The records:
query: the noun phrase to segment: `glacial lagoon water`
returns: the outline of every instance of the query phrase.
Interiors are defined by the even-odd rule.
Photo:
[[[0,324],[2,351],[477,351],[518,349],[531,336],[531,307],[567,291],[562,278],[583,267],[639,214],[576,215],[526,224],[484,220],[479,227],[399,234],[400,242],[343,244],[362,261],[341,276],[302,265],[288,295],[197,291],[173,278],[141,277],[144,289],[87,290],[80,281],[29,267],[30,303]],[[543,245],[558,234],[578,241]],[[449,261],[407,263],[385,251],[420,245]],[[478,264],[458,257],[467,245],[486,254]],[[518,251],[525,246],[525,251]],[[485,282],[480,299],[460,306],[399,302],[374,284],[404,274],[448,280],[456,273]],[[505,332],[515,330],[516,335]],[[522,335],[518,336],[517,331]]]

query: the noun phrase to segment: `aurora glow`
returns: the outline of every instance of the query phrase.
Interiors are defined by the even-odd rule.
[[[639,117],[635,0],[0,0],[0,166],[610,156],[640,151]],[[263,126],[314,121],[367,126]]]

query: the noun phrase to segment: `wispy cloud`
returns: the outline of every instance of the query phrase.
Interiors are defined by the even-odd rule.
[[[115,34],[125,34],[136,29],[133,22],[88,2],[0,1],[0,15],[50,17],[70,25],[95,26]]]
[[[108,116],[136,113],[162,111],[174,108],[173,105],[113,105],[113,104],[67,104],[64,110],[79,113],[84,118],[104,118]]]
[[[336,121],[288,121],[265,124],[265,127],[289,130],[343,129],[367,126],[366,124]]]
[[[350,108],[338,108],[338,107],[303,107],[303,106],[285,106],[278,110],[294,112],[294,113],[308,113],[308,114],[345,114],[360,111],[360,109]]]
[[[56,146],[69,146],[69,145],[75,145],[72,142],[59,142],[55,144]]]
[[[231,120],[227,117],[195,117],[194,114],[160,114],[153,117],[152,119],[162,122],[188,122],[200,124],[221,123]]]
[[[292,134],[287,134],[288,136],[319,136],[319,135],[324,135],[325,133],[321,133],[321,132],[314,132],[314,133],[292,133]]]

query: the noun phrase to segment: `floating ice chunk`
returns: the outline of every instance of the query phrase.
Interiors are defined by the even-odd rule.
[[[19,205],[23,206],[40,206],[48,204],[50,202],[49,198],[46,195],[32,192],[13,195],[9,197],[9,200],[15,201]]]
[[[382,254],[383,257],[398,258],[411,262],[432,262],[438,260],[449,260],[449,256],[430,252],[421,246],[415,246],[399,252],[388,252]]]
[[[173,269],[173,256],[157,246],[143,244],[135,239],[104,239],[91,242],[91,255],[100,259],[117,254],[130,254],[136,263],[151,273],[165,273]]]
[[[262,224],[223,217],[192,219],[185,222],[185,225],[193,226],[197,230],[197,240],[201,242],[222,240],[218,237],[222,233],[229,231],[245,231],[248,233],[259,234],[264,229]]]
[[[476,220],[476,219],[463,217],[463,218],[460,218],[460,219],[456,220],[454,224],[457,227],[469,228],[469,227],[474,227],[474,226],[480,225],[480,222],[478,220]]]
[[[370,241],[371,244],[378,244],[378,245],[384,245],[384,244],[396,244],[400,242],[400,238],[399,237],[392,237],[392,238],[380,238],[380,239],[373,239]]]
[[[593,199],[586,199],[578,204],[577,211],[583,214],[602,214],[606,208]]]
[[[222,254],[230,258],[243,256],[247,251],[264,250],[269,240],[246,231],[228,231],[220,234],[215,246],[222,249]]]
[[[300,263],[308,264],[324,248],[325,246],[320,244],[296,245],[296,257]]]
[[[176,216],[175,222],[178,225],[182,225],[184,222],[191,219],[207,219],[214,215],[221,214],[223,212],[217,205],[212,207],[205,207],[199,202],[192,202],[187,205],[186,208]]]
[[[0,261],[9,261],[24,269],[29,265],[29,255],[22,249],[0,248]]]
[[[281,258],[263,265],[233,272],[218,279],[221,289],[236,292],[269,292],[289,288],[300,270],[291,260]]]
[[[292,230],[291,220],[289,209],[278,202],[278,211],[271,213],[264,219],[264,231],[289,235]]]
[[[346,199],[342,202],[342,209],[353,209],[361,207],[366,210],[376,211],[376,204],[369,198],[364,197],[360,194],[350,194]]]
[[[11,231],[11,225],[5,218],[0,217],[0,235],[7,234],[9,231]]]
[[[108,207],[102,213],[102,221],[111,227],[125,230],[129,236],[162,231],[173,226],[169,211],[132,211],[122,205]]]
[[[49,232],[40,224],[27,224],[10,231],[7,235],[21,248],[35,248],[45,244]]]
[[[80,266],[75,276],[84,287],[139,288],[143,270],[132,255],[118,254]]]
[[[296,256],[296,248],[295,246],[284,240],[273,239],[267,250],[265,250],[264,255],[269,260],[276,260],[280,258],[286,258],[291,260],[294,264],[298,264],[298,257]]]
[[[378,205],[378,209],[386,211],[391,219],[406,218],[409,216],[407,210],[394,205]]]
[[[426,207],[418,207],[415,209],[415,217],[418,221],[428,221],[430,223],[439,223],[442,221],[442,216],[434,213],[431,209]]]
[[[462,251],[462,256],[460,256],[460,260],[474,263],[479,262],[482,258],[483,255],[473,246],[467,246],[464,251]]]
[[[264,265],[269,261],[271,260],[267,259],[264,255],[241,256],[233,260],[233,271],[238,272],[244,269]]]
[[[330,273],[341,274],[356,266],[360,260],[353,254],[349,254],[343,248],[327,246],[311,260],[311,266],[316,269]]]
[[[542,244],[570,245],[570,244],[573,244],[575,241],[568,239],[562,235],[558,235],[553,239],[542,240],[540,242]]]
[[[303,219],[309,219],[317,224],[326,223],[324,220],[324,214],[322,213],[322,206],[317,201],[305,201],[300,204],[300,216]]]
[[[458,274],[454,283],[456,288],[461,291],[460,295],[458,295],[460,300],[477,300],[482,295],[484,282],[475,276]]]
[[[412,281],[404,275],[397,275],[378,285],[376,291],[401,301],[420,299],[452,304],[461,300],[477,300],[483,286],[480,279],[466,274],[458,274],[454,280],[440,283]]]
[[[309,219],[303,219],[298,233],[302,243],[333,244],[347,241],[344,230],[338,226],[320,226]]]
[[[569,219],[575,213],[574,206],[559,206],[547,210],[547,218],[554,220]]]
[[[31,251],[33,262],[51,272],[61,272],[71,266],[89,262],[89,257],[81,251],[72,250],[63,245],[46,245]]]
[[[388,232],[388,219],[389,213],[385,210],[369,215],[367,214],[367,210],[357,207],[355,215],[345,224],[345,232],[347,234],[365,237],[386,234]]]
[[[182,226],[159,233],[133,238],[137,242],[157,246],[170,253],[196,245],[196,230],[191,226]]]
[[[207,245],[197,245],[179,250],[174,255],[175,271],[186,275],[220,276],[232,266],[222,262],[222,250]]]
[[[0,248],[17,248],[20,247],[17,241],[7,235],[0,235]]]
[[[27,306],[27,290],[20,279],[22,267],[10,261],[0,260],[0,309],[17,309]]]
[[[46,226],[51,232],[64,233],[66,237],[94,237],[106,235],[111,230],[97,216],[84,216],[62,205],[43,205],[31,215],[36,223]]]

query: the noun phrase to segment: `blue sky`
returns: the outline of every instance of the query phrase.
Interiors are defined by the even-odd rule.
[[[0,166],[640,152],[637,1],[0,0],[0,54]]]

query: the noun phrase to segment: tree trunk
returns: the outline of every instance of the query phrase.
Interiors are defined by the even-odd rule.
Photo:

What this task involves: All records must be transcribed exactly, with none left out.

Task result:
query: the noun phrase to segment: `glacial lagoon water`
returns: the outline of every instance of the query phrase.
Interiors are defined by the even-odd rule.
Photo:
[[[0,324],[2,351],[477,351],[518,349],[531,336],[531,307],[567,291],[562,278],[583,267],[639,214],[576,215],[526,224],[484,220],[479,227],[399,234],[400,242],[343,244],[362,261],[341,276],[302,265],[288,295],[197,291],[173,278],[141,277],[144,289],[87,290],[80,281],[29,267],[30,303]],[[543,245],[558,234],[578,241]],[[449,261],[407,263],[385,251],[420,245]],[[478,264],[458,257],[467,245],[486,254]],[[518,251],[525,246],[525,251]],[[485,282],[480,299],[460,306],[399,302],[374,284],[404,274],[448,280],[456,273]],[[505,332],[515,330],[516,335]],[[522,335],[518,336],[517,331]]]

query: the noun phrase to segment: `aurora glow`
returns: the outline of every instance of the query phrase.
Interiors are defined by the even-odd rule.
[[[639,117],[635,0],[0,0],[0,166],[610,156],[640,151]],[[263,126],[314,121],[367,126]]]

query: the noun phrase to segment: `wispy cloud`
returns: the outline of every instance of the query phrase.
Interiors are defined by the even-odd rule.
[[[115,34],[125,34],[136,29],[133,22],[88,2],[0,1],[0,15],[50,17],[70,25],[95,26]]]
[[[108,116],[136,113],[162,111],[174,108],[173,105],[113,105],[113,104],[67,104],[64,110],[79,113],[84,118],[104,118]]]
[[[336,121],[288,121],[265,124],[265,127],[289,130],[343,129],[367,126],[366,124]]]
[[[350,108],[338,108],[338,107],[303,107],[303,106],[285,106],[278,110],[294,112],[294,113],[308,113],[308,114],[345,114],[360,111],[360,109]]]
[[[56,146],[69,146],[69,145],[75,145],[72,142],[59,142],[55,144]]]
[[[231,120],[227,117],[195,117],[194,114],[160,114],[153,117],[152,119],[162,122],[188,122],[200,124],[221,123]]]
[[[292,134],[287,134],[288,136],[319,136],[319,135],[324,135],[325,133],[321,133],[321,132],[314,132],[314,133],[292,133]]]

query: the noun phrase to segment: `floating ice chunk`
returns: the outline of every instance of the query phrase.
Interiors are defined by the even-odd rule.
[[[19,205],[23,206],[40,206],[48,204],[50,202],[49,198],[46,195],[32,192],[13,195],[9,197],[9,200],[15,201]]]
[[[382,254],[383,257],[398,258],[411,262],[432,262],[438,260],[449,260],[449,256],[430,252],[421,246],[415,246],[399,252],[388,252]]]
[[[173,269],[173,256],[157,246],[143,244],[135,239],[104,239],[91,242],[91,255],[100,259],[117,254],[130,254],[136,263],[151,273],[165,273]]]
[[[262,224],[223,217],[192,219],[185,222],[185,225],[193,226],[197,230],[197,240],[201,242],[222,240],[218,237],[222,233],[229,231],[245,231],[248,233],[259,234],[264,229]]]
[[[476,220],[476,219],[463,217],[463,218],[460,218],[460,219],[456,220],[454,224],[457,227],[469,228],[469,227],[474,227],[474,226],[480,225],[480,222],[478,220]]]
[[[370,241],[371,244],[378,244],[378,245],[384,245],[384,244],[396,244],[400,242],[400,238],[399,237],[392,237],[392,238],[380,238],[380,239],[373,239]]]
[[[593,199],[586,199],[578,204],[577,211],[583,214],[602,214],[606,208]]]
[[[222,254],[230,258],[243,256],[247,251],[264,250],[269,240],[246,231],[228,231],[220,234],[215,246],[222,249]]]
[[[300,263],[308,264],[324,248],[325,246],[320,244],[296,245],[296,257]]]
[[[176,216],[175,222],[178,225],[182,225],[184,222],[191,219],[207,219],[214,215],[221,214],[223,212],[217,205],[212,207],[205,207],[199,202],[192,202],[187,205],[186,208]]]
[[[0,261],[9,261],[24,269],[29,265],[29,255],[22,249],[0,248]]]
[[[281,258],[263,265],[233,272],[218,279],[221,289],[236,292],[269,292],[289,288],[300,270],[291,260]]]
[[[292,230],[291,220],[289,209],[278,202],[278,211],[271,213],[264,219],[264,231],[289,235]]]
[[[346,199],[342,202],[342,209],[353,209],[361,207],[366,210],[376,211],[376,204],[369,198],[364,197],[360,194],[350,194]]]
[[[11,231],[11,225],[5,218],[0,217],[0,235],[7,234],[9,231]]]
[[[108,207],[102,213],[102,221],[111,227],[125,230],[129,236],[162,231],[173,226],[169,211],[132,211],[122,205]]]
[[[49,232],[40,224],[27,224],[10,231],[7,235],[21,248],[35,248],[45,244]]]
[[[80,266],[75,276],[84,287],[139,288],[143,270],[132,255],[118,254]]]
[[[296,256],[296,248],[295,246],[284,240],[273,239],[267,250],[265,250],[264,255],[269,260],[276,260],[280,258],[286,258],[291,260],[294,264],[298,264],[298,257]]]
[[[378,205],[378,209],[386,211],[391,219],[406,218],[409,216],[407,210],[394,205]]]
[[[426,207],[418,207],[415,209],[415,217],[418,221],[428,221],[430,223],[439,223],[442,221],[442,216],[434,213],[431,209]]]
[[[462,251],[462,256],[460,256],[460,260],[474,263],[479,262],[482,258],[483,255],[473,246],[467,246],[464,251]]]
[[[264,265],[269,261],[271,260],[267,259],[264,255],[241,256],[233,260],[233,271],[238,272],[244,269]]]
[[[330,273],[341,274],[356,266],[360,260],[353,254],[349,254],[343,248],[327,246],[311,260],[311,266],[316,269]]]
[[[542,244],[570,245],[570,244],[573,244],[575,241],[568,239],[562,235],[558,235],[553,239],[542,240],[540,242]]]
[[[303,219],[309,219],[317,224],[326,223],[324,220],[324,214],[322,213],[322,206],[317,201],[305,201],[300,204],[300,216]]]
[[[458,274],[454,283],[456,288],[461,291],[460,295],[458,295],[460,300],[477,300],[482,295],[484,282],[475,276]]]
[[[412,281],[404,275],[397,275],[378,285],[376,291],[401,301],[420,299],[452,304],[461,300],[477,300],[483,286],[480,279],[466,274],[458,274],[454,280],[440,283]]]
[[[309,219],[303,219],[298,233],[302,243],[333,244],[347,241],[344,230],[338,226],[320,226]]]
[[[569,219],[575,213],[574,206],[559,206],[547,210],[547,218],[554,220]]]
[[[31,251],[33,262],[51,272],[61,272],[71,266],[89,262],[89,257],[81,251],[72,250],[63,245],[46,245]]]
[[[388,232],[388,219],[389,213],[385,210],[369,215],[367,214],[367,210],[357,207],[355,215],[345,224],[345,232],[347,234],[365,237],[386,234]]]
[[[182,226],[159,233],[133,238],[137,242],[157,246],[170,253],[196,245],[196,230],[191,226]]]
[[[207,245],[197,245],[179,250],[174,255],[175,271],[186,275],[220,276],[232,266],[222,262],[222,250]]]
[[[0,248],[17,248],[20,247],[17,241],[7,235],[0,235]]]
[[[27,306],[27,290],[20,279],[22,267],[10,261],[0,260],[0,309],[17,309]]]
[[[46,226],[51,232],[64,233],[66,237],[94,237],[106,235],[111,230],[97,216],[84,216],[62,205],[43,205],[31,215],[36,223]]]

query: the noun phrase to segment: `blue sky`
returns: the outline of every instance of the query phrase.
Interiors are defined by the even-odd rule.
[[[0,166],[640,152],[637,1],[0,0],[0,54]]]

query: the noun phrase to segment: tree trunk
returns: the outline of every instance of the query phrase.
Interiors are defined by the even-odd rule.
Photo:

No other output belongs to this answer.